Select every line in the data below that contains the string "attribute", and copy those lines. Treat the match as case-sensitive.
## Begin DATA PROVIDED
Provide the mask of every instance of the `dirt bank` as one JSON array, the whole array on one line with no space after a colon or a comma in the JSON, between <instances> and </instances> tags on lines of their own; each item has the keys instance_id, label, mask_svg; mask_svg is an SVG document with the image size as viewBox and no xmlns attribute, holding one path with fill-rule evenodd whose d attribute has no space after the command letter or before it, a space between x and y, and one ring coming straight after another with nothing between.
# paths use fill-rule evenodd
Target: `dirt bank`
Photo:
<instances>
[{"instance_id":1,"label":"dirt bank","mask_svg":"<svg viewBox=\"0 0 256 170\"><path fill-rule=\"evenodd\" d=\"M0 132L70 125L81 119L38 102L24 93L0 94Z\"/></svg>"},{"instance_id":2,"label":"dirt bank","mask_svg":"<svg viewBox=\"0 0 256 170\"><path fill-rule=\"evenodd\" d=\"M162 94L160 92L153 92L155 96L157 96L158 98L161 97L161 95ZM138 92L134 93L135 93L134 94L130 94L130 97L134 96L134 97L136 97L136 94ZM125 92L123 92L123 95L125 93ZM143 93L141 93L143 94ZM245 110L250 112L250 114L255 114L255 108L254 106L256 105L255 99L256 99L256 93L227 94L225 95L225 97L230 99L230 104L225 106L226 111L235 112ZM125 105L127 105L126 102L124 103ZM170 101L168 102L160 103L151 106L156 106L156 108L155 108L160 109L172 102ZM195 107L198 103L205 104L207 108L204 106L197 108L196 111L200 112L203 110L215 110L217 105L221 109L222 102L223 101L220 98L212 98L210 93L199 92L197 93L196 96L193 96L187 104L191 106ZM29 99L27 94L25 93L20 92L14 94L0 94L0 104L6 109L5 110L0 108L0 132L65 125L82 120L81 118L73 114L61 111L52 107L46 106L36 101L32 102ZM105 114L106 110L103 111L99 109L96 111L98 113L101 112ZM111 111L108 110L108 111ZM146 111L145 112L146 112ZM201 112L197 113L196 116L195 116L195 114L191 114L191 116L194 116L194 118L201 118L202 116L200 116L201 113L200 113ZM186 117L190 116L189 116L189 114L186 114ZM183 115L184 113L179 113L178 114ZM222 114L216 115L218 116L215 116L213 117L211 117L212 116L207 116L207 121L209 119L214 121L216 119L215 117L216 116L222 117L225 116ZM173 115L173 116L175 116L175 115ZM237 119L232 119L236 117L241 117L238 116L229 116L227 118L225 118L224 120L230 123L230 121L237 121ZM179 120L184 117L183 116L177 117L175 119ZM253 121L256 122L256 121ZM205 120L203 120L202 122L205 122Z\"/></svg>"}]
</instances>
## End DATA PROVIDED
## Begin DATA PROVIDED
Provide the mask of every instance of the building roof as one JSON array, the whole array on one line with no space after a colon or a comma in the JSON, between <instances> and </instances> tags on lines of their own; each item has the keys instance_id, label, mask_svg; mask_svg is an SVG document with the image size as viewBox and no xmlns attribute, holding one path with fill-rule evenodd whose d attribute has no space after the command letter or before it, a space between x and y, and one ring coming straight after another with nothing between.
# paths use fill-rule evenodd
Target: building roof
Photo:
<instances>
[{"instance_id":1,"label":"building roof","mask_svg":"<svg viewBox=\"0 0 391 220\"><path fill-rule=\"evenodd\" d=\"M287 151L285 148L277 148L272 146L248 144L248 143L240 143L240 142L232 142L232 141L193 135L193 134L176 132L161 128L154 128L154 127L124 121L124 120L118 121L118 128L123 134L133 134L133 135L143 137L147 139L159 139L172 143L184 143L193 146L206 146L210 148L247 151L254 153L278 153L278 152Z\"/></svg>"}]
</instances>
## End DATA PROVIDED
_SOLUTION TO THIS EXERCISE:_
Provide the mask of every instance of the `dirt bank` as one JSON array, the whole array on one line with no space after a colon or a comma in the JSON, between <instances> and </instances> tags on lines of their own; each item has the keys instance_id, label, mask_svg; mask_svg is an SVG document with the image size as viewBox and no xmlns attribute, holding one path with fill-rule evenodd whose d attribute has no space after the command letter or before it, a space between x and y, and one ring coming straight after another with nothing between.
Provide the mask of every instance of the building roof as one JSON array, the whole array on one line with no space after a colon or a comma in the JSON, between <instances> and </instances> tags on lines of their own; each item has the keys instance_id, label, mask_svg; mask_svg is an SVG document with the image size as viewBox and no xmlns attribute, holding one path with fill-rule evenodd whose d attribute has no space after the command letter or before it, a space between x and y, and one ring coming straight after another with nothing between.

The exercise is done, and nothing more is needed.